Document text =

___

A further result of Eq. (4) noted in the statistical theory description above is confirmed empirically in Table 2: the ratio of the variances of the constrained to unconstrained parameters is independent of the survey sample size. The asymptotic result is that the percentage reduction in the standard errors of the regression parameters from the unconstrained to the constrained versions will be equal. This is seen to be closely approximated in practice for the FFS and the Multiscopo. Thus even while the sample size of the Multiscopo is approximately four times as high as the sample size of the FFS, there is no difference in the proportionate reduction of the standard error about the first-birth model coefficient estimates. Importantly, the standard errors for the pooled sample are reduced by similar amounts in percentage terms as are the standard errors for either of the two surveys alone. For example, for the age-40 coefficient, the standard error for estimation with the FFS is reduced from an unconstrained-model 0.976 to a constrained-model 0.277, an approximately 75% reduction. When estimating the unconstrained and constrained models with the pooled FFS and Multiscopo, the standard error falls from 0.311 to 0.081, again an approximately 75% reduction.

While the population constraints have a negligible effect on the standard errors of the coefficients for education, and for the interaction of education with age and cohort, pooling the two samples results in substantial reductions in these standard errors. These reductions are seen equally in the constrained and unconstrained estimates, although we focus on the constrained estimates. Compared with using the FFS alone, the standard error for the parameter for the main effect (at age 25 for the 1951–1955 cohort) of having a higher education qualification is halved (from 0.337 to 0.178). Compared with using the Multiscopo alone, the standard error for the same parameter is reduced from 0.213 to 0.178. Similarly large reductions by adding the Multiscopo data to the FFS data, and much smaller but still substantial reductions by adding the FFS data to the Multiscopo data, are seen in the standard errors for the parameters for higher-education interactions with cohort and age.

The practical advantages of pooling survey data under population-constrained estimation are best seen by graphing the predicted first birth probabilities by age, cohort, and education. These predicted probabilities for the estimation that uses the pooled survey data with the population information as constraints to the survey estimation are first presented in Fig. 2a and b. We consider these our best estimates of the relationship of age, cohort, and education to first-birth, since they take into account all available survey and population data. Confidence intervals for these estimates, as for all the predicted probabilities presented in this article, were generated using a bootstrap procedure (Efron and Tibshirani 1994) with 1,000 iterations. The 95% confidence interval shown in the graphs consists of the 5th percentile and 95th percentile of the bootstrapped estimates.

Fig 2Fig 2
a 1951–1955 cohort constrained estimation with pooled (FFS and Multiscopo) survey data. b 1961–1965 cohort constrained estimation with pooled (FFS and Multiscopo) survey data. c 1951–1955 cohort constrained estimation with small ...

The 1950s cohort’s predicted first-birth probabilities show highly differentiated patterns by education (see Fig. 2a). The downward-sloping profile from age 26 seen in the birth registration data is modeled for women without a high education, while the pattern for women with a high education is modeled as sloping steeply upwards to a peak first-birth probability at age 31. The modeled pattern follows the observed probabilities closely for women with no high education. The observed probabilities for women with high education qualifications, however, fluctuate much more around the predicted line. This is expected given that relatively few women in the cohort, and therefore also in the sample, have a higher qualification.

___

Brief A =
Render this sentence from the text on pooling survey data for first-birth estimates into Spanish: "This is expected given that relatively few women in the cohort, and therefore also in the sample, have a higher qualification."
Brief B =
Write the next part of the text on pooling survey data for first-birth estimates, picking up after its final sentence.
The material has no connection to the text on pooling survey data for first-birth estimates.

___

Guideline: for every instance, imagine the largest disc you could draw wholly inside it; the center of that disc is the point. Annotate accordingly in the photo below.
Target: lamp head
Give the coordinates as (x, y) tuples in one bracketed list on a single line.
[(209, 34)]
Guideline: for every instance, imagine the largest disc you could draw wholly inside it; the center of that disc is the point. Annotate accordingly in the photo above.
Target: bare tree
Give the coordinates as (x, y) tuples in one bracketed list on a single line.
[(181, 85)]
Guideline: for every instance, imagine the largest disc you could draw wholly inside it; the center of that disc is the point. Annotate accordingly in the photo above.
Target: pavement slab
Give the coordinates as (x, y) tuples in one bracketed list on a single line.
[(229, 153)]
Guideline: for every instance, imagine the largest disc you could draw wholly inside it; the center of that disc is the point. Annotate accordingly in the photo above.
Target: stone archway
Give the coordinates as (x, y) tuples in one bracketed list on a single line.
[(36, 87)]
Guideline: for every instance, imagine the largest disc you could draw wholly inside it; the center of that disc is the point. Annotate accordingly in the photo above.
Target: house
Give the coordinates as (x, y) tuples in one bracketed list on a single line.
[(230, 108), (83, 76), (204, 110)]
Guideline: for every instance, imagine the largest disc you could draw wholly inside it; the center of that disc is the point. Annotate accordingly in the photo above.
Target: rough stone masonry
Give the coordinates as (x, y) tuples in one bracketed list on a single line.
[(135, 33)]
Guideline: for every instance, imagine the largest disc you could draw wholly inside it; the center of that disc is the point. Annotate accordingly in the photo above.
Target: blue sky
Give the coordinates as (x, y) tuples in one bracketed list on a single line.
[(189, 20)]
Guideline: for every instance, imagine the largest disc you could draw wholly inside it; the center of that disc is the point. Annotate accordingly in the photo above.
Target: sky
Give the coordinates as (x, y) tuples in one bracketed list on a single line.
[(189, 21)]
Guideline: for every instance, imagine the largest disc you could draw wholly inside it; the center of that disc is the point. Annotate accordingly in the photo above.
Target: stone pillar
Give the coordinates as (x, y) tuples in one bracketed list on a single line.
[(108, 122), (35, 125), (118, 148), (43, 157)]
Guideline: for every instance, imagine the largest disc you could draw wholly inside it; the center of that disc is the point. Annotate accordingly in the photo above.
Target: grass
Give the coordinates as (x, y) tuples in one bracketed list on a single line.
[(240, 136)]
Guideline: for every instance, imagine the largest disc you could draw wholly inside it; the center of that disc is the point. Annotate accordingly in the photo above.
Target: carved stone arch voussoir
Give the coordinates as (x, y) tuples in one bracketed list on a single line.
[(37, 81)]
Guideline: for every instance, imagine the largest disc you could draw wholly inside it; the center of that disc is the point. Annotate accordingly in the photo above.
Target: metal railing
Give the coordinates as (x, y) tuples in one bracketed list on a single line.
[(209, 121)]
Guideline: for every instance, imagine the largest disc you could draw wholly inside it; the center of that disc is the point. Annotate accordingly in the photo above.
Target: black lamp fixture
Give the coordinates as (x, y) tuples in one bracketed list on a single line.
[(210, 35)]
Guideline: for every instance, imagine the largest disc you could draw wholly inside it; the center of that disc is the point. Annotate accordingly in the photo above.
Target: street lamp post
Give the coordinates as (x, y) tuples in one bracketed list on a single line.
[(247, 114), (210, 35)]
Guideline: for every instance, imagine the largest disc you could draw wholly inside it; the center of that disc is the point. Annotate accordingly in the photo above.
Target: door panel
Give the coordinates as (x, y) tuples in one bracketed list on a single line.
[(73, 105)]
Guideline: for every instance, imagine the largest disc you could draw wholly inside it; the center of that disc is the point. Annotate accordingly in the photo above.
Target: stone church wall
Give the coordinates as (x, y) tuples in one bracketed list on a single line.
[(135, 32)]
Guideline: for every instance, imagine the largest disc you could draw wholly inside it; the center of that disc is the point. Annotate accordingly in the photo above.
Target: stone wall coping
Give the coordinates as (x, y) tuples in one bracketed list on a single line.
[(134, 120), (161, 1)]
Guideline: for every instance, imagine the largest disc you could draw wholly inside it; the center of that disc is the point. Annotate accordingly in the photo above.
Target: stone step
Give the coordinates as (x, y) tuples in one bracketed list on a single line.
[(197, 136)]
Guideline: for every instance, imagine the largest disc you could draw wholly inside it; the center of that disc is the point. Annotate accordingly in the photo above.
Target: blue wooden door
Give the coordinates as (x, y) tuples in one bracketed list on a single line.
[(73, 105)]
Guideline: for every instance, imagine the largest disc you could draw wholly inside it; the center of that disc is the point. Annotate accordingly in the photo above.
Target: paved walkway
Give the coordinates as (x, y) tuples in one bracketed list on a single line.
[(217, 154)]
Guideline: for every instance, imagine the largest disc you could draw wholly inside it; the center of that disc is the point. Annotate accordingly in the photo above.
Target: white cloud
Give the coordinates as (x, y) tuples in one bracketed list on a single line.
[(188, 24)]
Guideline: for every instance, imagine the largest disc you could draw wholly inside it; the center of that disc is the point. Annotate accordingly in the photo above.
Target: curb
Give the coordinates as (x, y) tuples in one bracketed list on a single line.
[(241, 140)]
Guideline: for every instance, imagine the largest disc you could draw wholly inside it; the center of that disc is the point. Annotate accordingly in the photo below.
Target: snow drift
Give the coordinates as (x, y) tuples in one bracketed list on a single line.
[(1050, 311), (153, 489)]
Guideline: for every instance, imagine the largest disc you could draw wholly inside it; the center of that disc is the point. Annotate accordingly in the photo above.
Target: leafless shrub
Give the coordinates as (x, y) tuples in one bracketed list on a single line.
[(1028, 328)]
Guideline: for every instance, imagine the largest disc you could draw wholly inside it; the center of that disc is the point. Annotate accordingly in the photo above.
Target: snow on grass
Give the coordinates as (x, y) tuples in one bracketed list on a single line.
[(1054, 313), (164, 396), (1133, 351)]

___

Written reply A =
Esto es de esperar, dado que relativamente pocas mujeres de la cohorte, y por lo tanto también de la muestra, tienen una titulación superior.

Written reply B =
Some similar remarks may be made about the 1960s cohort’s constrained estimates versus the observed data and overall first-birth probabilities in the population data (see Fig. 2b). Up to about age 30, the fit of the lines to the observed data appears as if it were a simple smoothing of the sample data. After age 30, however, the effect of the constraint is clearly much stronger than seen either before age 30 or in the case of the 1950s cohort. The constraint pulls both education-specific lines downwards so that they are on average much lower than their observed sample points. For the higher-education women, for example, little evidence of a downward slope emerging by age 34 is seen in the sample points. The implication of the predicted education-specific lines after age 30 is that the observed sample points may be biased upwards. This may be because, for example, non-response is differentially low for women who had children in the year before survey date. The population data, however, are not subject to response differentials, and therefore are expected to be unbiased. Using them in the constrained estimation therefore will correct for bias in the survey data.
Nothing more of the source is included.